§ **SUPPLIED TEXT**
I believe we are talking "motorcycles" here, and perhaps you should consider that the western world includes Western Europe, where a full-sized motorcycle is considered to be one larger than 125cc and there is still a thriving 50cc market, that descendants of the C50 Super Cub still participate in.
Re: Horsefeathers...

The problem with that, in this context, is that it isn't really a value bike. Even if you can get one at MSRP, you'll still have to get the parts to address that part of the package you don't like. I don't know if I would need a gel pad for the Nighthawk, but I'm almost sure I would for the Sportster.

If I could afford an XL1200S Sportster Sport, I'd try it out. It looks like what a basic Sportster + Harley Tax would be for me anyway. But it's not a value bike the way a Nighthawk would be.
Re: Ya got that right...

I'll accept that...

HOWEVER: If a Nighthawk will "be worth less than half its original price in a few years even if still in cherry condition" then the thing to do is use a little judo and let the bike's depreciation work for you. Nighthawks are relatively hard to kill, so if you can buy used and get a mechanic to check the condition of the bike before you buy, you can have yourself a good, reliable bike that won't depreciate much (more).
Re: What is your point?


1. I'm not sure the post you were replying to was trying to say that the Enfield Bullet was made in China; the Bullet statement and the China statement were probably meant to be seperate.

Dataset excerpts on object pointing
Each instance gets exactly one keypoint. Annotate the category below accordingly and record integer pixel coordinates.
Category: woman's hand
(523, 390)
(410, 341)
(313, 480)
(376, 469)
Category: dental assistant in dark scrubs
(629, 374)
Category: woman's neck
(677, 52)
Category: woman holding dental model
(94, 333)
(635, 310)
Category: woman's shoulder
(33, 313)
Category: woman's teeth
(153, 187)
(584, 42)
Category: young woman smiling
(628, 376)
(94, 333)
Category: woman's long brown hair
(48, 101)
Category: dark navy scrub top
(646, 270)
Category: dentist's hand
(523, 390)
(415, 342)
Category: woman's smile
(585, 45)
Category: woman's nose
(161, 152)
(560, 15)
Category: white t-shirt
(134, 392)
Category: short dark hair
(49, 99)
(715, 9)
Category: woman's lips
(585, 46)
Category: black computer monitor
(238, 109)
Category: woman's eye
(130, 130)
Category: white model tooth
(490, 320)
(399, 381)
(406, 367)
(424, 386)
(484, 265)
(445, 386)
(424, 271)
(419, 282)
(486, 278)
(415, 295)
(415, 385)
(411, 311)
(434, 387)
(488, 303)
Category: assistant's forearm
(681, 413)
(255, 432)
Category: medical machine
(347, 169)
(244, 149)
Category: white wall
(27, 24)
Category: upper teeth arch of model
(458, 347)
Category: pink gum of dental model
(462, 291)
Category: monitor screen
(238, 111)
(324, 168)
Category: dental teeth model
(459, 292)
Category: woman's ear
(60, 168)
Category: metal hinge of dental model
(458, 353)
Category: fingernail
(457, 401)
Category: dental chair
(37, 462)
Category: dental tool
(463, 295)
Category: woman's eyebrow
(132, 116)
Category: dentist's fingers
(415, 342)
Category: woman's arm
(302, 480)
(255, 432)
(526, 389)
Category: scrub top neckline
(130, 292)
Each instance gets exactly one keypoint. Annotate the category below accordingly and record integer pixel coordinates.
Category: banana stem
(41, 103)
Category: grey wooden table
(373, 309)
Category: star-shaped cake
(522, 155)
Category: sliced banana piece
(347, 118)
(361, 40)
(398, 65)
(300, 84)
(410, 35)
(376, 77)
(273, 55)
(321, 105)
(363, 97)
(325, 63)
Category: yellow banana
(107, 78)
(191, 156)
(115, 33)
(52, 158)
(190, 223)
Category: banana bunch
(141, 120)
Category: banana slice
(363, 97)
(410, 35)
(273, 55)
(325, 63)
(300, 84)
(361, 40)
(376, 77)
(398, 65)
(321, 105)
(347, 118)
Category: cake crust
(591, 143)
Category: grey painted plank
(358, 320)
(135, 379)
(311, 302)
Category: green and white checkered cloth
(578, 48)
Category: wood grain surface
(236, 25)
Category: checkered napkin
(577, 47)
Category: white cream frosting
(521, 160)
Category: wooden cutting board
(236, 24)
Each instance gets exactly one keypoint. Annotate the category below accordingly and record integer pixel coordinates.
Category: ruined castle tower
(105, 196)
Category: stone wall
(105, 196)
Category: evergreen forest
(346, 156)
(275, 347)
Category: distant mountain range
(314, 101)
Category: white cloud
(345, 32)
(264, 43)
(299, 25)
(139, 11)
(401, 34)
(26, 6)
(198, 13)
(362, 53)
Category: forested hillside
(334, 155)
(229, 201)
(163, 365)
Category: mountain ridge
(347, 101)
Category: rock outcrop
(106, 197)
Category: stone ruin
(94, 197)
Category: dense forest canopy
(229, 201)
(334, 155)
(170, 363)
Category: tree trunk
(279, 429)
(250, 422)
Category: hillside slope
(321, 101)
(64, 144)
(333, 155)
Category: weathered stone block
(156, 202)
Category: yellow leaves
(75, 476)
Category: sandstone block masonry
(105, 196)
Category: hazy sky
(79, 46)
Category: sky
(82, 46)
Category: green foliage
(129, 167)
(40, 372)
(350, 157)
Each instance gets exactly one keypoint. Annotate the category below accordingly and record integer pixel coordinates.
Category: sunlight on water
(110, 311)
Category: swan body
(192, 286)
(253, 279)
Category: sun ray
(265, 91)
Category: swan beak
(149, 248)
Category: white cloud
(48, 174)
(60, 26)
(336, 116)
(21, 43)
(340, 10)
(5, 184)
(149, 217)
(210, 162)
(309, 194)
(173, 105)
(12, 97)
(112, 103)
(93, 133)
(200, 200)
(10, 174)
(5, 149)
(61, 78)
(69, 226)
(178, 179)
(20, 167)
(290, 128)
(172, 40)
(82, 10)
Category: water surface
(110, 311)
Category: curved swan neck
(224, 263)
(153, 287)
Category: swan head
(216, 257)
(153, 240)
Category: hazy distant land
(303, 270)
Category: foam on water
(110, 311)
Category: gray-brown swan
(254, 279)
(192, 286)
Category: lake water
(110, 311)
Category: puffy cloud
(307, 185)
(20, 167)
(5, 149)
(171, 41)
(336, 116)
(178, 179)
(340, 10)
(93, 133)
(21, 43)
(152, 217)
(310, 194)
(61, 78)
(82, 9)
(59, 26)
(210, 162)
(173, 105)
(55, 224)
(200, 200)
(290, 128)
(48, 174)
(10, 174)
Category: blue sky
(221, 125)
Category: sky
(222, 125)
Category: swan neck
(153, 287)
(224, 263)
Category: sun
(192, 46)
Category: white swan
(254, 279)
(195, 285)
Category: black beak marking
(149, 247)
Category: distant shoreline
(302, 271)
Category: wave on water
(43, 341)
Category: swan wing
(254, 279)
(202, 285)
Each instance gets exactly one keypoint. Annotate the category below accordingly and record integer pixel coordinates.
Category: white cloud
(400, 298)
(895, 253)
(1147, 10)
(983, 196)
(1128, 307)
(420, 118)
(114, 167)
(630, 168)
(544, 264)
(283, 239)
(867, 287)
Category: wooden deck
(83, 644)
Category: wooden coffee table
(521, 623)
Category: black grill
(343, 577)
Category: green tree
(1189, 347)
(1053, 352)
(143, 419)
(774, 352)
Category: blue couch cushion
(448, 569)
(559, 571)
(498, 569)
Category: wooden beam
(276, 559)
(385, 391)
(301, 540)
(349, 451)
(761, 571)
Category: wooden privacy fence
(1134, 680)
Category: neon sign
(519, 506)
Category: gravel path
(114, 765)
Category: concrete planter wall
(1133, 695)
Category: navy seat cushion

§ **JOBS**
A. Using the motorcycle forum posts above, answer these:
(i) In Western Europe, what engine size must a motorcycle exceed to be considered full-sized?
(ii) For which bike is the writer almost sure a gel pad would be needed?
(iii) Which model would the writer try out if it were affordable?
B. According to the motorcycle forum posts above, why does the writer suggest buying a used Nighthawk?

§ **OUTPUTS**
A.
(i) 125cc
(ii) The Sportster
(iii) The XL1200S Sportster Sport

B. A Nighthawk is said to lose more than half its original price within a few years, so buying used lets that depreciation work in the buyer's favor. Because Nighthawks are relatively hard to kill, a used one checked by a mechanic before purchase can be a good, reliable bike that won't depreciate much more.